**WORK TASK**
The answer should consist of every record, reproduced exactly.

--- MATERIAL PROVIDED Enclosed Below ---

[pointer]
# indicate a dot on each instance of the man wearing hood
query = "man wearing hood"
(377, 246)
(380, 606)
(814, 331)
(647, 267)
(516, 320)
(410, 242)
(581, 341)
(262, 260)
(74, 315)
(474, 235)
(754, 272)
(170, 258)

--- End of Enclosed MATERIAL PROVIDED ---

**ANSWER FOR THE TASK**
[pointer]
# indicate a dot on each instance of the man wearing hood
query = "man wearing hood"
(377, 246)
(380, 606)
(814, 331)
(647, 267)
(516, 320)
(410, 242)
(581, 341)
(262, 260)
(74, 315)
(474, 235)
(754, 272)
(170, 258)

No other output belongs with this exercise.